Your instructions: Rewrite the lines below, starting at the line that contains "logo. Keep to one point per instance." and ending at the line that contains "(504, 1247)", with the requests kept as they are. Scale every point coordinate in the answers by 1.95, round each result to the nearest whole number with halves rounding up, and leave out the pictures.

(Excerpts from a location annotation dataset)

^^^^^^^^

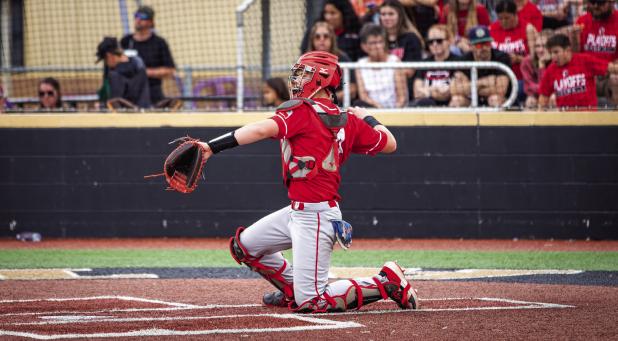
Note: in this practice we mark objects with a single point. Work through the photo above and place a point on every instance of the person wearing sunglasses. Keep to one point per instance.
(152, 49)
(493, 84)
(433, 87)
(322, 37)
(50, 97)
(598, 36)
(384, 87)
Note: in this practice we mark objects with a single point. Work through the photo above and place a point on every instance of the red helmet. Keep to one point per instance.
(313, 72)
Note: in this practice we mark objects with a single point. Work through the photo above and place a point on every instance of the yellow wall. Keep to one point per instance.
(199, 32)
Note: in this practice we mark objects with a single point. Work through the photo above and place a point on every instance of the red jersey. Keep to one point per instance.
(531, 14)
(599, 37)
(309, 137)
(482, 16)
(573, 83)
(510, 41)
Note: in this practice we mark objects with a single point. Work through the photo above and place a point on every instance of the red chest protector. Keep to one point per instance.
(305, 167)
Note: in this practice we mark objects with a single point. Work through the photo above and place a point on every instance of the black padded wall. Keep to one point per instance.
(452, 182)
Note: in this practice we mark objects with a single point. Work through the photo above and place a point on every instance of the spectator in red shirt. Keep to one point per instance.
(509, 34)
(599, 37)
(460, 16)
(555, 13)
(529, 13)
(571, 76)
(533, 67)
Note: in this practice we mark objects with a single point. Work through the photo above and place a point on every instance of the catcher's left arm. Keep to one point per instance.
(185, 164)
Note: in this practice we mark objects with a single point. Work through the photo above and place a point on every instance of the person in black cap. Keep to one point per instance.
(152, 49)
(493, 84)
(125, 76)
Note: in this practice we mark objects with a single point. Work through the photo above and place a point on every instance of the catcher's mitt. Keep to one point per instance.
(183, 167)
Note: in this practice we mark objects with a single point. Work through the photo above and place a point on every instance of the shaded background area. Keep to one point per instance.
(447, 182)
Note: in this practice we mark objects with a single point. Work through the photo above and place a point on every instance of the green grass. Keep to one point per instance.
(62, 258)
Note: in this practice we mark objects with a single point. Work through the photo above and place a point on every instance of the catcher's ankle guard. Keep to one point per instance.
(354, 298)
(223, 142)
(241, 256)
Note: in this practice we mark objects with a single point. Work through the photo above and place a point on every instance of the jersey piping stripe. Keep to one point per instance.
(317, 245)
(377, 144)
(284, 124)
(325, 106)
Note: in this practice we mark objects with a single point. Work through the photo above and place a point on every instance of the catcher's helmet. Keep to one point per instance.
(312, 72)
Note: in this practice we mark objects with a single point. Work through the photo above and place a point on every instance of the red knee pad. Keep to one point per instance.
(273, 275)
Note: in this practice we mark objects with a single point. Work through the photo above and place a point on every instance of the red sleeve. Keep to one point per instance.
(537, 18)
(443, 15)
(291, 122)
(482, 15)
(581, 21)
(367, 140)
(597, 65)
(545, 86)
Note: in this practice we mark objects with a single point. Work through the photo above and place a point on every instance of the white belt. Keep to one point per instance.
(313, 206)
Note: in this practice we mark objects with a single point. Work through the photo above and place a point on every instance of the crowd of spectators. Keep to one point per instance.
(512, 32)
(562, 52)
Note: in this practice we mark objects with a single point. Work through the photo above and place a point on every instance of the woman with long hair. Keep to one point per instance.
(50, 96)
(340, 15)
(460, 16)
(403, 39)
(533, 66)
(322, 37)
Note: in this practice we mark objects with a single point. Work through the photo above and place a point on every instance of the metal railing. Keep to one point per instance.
(473, 66)
(188, 72)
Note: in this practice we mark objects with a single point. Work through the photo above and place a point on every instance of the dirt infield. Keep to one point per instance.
(230, 309)
(182, 309)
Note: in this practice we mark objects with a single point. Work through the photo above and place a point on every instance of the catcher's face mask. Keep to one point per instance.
(313, 72)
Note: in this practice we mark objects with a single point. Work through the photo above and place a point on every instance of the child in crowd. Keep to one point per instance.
(379, 88)
(571, 76)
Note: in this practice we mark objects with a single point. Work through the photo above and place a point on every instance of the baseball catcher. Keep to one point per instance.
(316, 138)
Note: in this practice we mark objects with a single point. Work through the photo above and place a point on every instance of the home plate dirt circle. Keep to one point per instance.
(124, 316)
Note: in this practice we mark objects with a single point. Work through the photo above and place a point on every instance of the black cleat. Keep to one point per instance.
(275, 299)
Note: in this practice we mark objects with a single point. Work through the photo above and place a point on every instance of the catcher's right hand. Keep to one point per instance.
(184, 166)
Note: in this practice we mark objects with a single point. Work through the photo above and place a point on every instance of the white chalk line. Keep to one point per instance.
(183, 306)
(321, 323)
(167, 332)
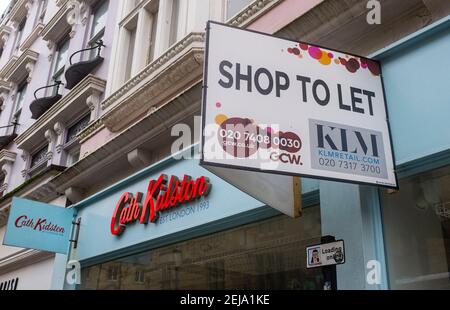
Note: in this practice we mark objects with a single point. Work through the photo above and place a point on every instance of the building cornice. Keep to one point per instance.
(150, 126)
(76, 96)
(32, 37)
(59, 3)
(37, 188)
(252, 12)
(179, 66)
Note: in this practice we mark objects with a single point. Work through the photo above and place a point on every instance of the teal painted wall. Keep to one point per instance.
(417, 83)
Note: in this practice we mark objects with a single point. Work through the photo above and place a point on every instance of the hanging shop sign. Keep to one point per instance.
(162, 195)
(39, 226)
(291, 108)
(326, 254)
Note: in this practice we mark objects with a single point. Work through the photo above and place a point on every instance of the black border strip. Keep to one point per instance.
(205, 92)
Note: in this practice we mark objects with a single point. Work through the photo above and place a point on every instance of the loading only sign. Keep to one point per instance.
(326, 254)
(291, 108)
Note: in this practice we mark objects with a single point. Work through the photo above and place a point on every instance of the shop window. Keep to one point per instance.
(416, 223)
(238, 258)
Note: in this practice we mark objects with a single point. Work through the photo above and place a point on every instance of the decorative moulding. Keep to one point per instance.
(5, 31)
(7, 67)
(32, 37)
(5, 87)
(178, 68)
(62, 111)
(252, 12)
(57, 26)
(59, 3)
(20, 10)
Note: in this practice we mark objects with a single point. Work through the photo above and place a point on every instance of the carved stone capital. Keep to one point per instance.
(4, 38)
(59, 128)
(93, 100)
(50, 136)
(28, 7)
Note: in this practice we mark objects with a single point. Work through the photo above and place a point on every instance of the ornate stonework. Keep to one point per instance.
(252, 12)
(175, 68)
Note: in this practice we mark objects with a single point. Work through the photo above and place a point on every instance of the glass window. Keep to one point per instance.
(75, 129)
(235, 6)
(42, 11)
(416, 223)
(39, 157)
(269, 254)
(61, 60)
(99, 19)
(19, 35)
(151, 51)
(20, 99)
(174, 22)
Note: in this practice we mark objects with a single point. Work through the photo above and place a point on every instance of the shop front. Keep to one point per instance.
(209, 235)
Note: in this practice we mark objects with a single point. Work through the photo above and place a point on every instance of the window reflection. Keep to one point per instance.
(416, 221)
(265, 255)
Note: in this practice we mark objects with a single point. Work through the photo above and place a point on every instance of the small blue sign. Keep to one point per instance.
(38, 226)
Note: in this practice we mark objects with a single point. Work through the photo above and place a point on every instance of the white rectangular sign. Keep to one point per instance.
(285, 107)
(325, 254)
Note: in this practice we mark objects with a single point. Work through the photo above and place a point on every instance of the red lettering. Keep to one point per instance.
(162, 194)
(18, 225)
(116, 227)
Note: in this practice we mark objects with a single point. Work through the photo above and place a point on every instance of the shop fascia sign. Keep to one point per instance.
(275, 110)
(39, 226)
(162, 195)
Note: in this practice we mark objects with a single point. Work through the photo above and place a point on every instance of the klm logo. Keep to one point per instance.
(347, 149)
(347, 140)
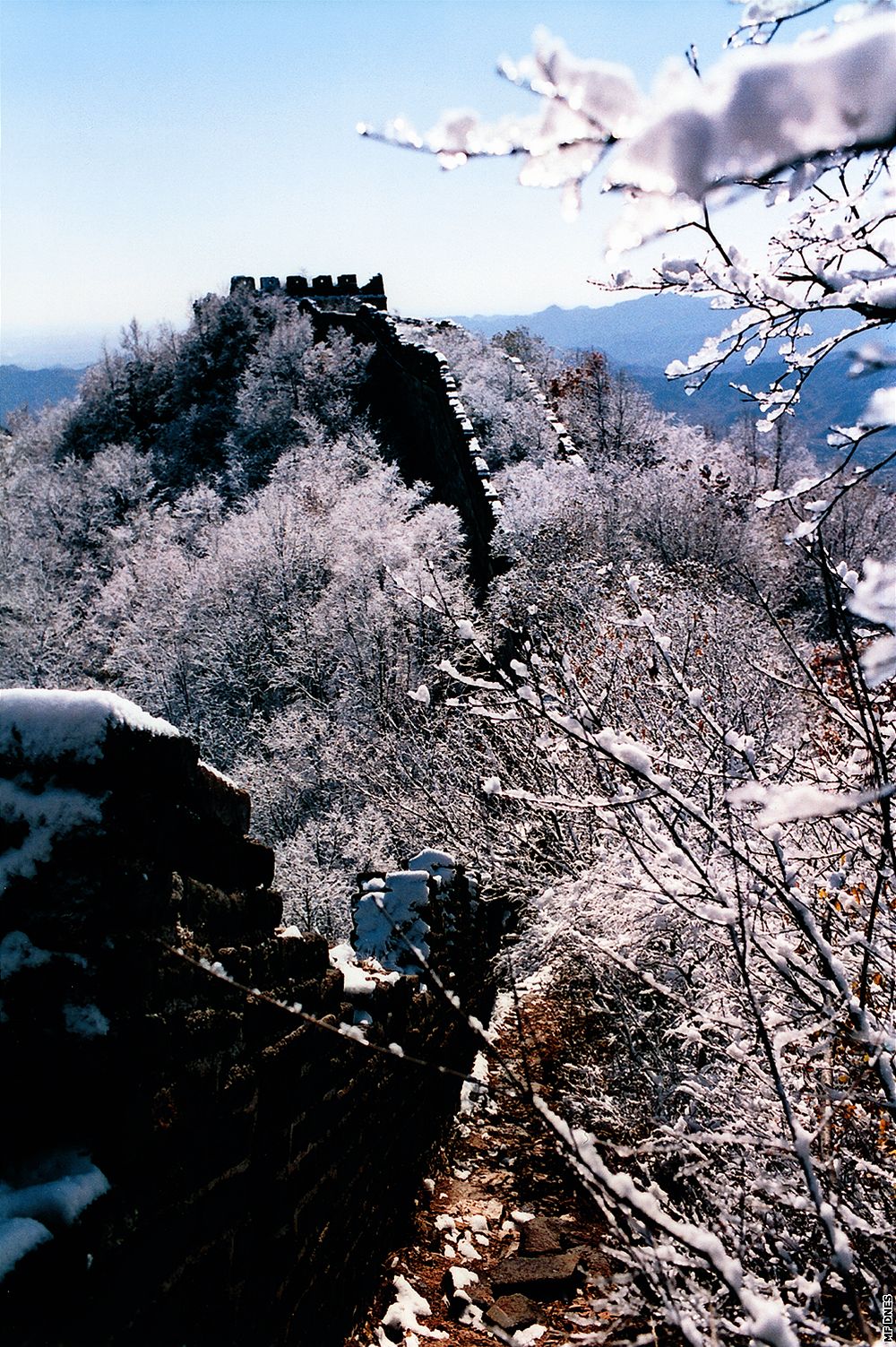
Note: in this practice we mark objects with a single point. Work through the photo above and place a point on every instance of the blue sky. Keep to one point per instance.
(155, 147)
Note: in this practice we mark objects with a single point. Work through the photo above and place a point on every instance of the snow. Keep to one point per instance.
(880, 410)
(874, 599)
(86, 1022)
(438, 864)
(356, 980)
(16, 953)
(61, 1189)
(47, 723)
(47, 816)
(388, 923)
(787, 803)
(18, 1237)
(404, 1314)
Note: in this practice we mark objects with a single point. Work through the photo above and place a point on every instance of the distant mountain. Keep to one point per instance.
(35, 388)
(643, 335)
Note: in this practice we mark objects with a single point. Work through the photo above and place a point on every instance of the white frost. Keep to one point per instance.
(47, 722)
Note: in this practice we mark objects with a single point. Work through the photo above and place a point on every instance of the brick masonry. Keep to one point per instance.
(259, 1165)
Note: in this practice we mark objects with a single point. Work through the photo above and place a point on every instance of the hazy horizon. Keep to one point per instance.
(152, 150)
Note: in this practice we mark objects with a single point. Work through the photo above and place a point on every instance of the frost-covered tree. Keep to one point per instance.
(812, 125)
(725, 822)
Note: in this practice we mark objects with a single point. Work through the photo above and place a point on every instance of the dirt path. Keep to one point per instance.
(504, 1247)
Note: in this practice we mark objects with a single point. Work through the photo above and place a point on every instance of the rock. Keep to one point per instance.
(543, 1236)
(550, 1274)
(513, 1312)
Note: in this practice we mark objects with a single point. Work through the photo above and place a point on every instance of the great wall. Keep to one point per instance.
(219, 1127)
(414, 398)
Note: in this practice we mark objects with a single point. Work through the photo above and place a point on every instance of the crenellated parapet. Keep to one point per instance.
(321, 289)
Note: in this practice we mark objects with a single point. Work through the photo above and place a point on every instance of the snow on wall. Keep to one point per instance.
(225, 1170)
(46, 723)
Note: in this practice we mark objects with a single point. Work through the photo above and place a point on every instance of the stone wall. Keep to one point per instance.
(414, 398)
(187, 1161)
(344, 289)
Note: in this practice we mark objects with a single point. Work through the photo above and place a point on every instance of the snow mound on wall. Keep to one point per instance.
(46, 723)
(388, 921)
(30, 1213)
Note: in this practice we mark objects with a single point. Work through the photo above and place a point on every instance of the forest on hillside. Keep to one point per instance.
(638, 736)
(668, 730)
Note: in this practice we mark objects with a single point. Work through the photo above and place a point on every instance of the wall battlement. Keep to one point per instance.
(190, 1161)
(323, 289)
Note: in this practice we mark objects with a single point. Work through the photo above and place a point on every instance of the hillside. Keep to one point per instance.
(657, 726)
(35, 388)
(643, 335)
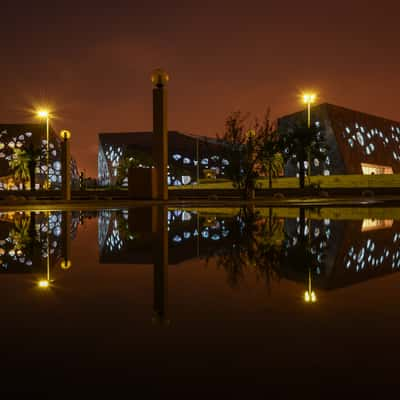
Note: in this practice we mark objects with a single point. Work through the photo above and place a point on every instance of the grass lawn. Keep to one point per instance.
(333, 181)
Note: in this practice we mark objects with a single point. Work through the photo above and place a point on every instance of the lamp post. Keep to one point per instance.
(66, 165)
(45, 114)
(308, 99)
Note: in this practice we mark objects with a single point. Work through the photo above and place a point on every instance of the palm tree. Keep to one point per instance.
(273, 163)
(19, 165)
(303, 143)
(23, 165)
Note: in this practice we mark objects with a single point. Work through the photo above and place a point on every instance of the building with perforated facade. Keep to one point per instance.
(357, 143)
(188, 156)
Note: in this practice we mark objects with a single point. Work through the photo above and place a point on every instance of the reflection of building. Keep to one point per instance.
(182, 157)
(28, 238)
(189, 235)
(23, 136)
(358, 143)
(344, 252)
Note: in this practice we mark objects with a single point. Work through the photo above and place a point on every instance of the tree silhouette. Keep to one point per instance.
(301, 144)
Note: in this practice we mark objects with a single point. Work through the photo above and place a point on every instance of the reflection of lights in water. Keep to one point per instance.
(310, 297)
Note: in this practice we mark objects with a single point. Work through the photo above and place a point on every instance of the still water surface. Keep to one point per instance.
(206, 298)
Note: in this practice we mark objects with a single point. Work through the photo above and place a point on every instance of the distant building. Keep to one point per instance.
(358, 143)
(182, 157)
(23, 136)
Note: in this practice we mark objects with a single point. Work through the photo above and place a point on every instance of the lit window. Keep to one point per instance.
(360, 138)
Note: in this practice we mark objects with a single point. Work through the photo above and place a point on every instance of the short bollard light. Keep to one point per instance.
(66, 264)
(310, 297)
(44, 284)
(66, 135)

^^^^^^^^

Reply to the task:
Note: in this practice we mark objects with a single point. Work through the photo above and place a point on every instance of the klm logo. Keep to one point per instance.
(677, 291)
(677, 273)
Note: in this practice we mark objects with a single point. Work through the photo above and place a point on every instance of the blue sky. Keep to one point per instance.
(302, 287)
Note: in this practice we mark objects with a single point. Work through the photo above and place a point on every instance of the snow. Keep to one point per instance.
(1716, 800)
(1704, 1168)
(168, 1993)
(854, 1685)
(694, 1911)
(31, 1858)
(119, 2319)
(92, 1410)
(92, 1591)
(757, 1800)
(1535, 1566)
(35, 2412)
(788, 2562)
Note: in this practice we mark objects with a single point. Work through the photo above and place a point on every instance of the distant mountain. Keep to one point per instance.
(68, 757)
(1254, 653)
Note: in this practice we mark objects with a single point. Work through the photo above and place a point on every instance of the white frost. Keep to one point per instance.
(92, 1408)
Note: in this practice we mark objects with a single point. Work through the photo above and place a point on every instance of the brick masonry. Keep to one point per instance.
(505, 2272)
Note: in this practice we mark objects with a single point. Work through the photo above and place a point on every instance of the hazy horizon. Keep to one point per instance.
(296, 293)
Note: in this practice we mark objects with a single point. Work through the photo above and place a point on every instance of the frost-covered tree. Keep to one point per instance.
(1583, 244)
(1414, 1603)
Note: in this practice we mark objects with a single point. Work through the photo above and place a point on every instance of the dirt path. Keep to one point per instance.
(983, 2432)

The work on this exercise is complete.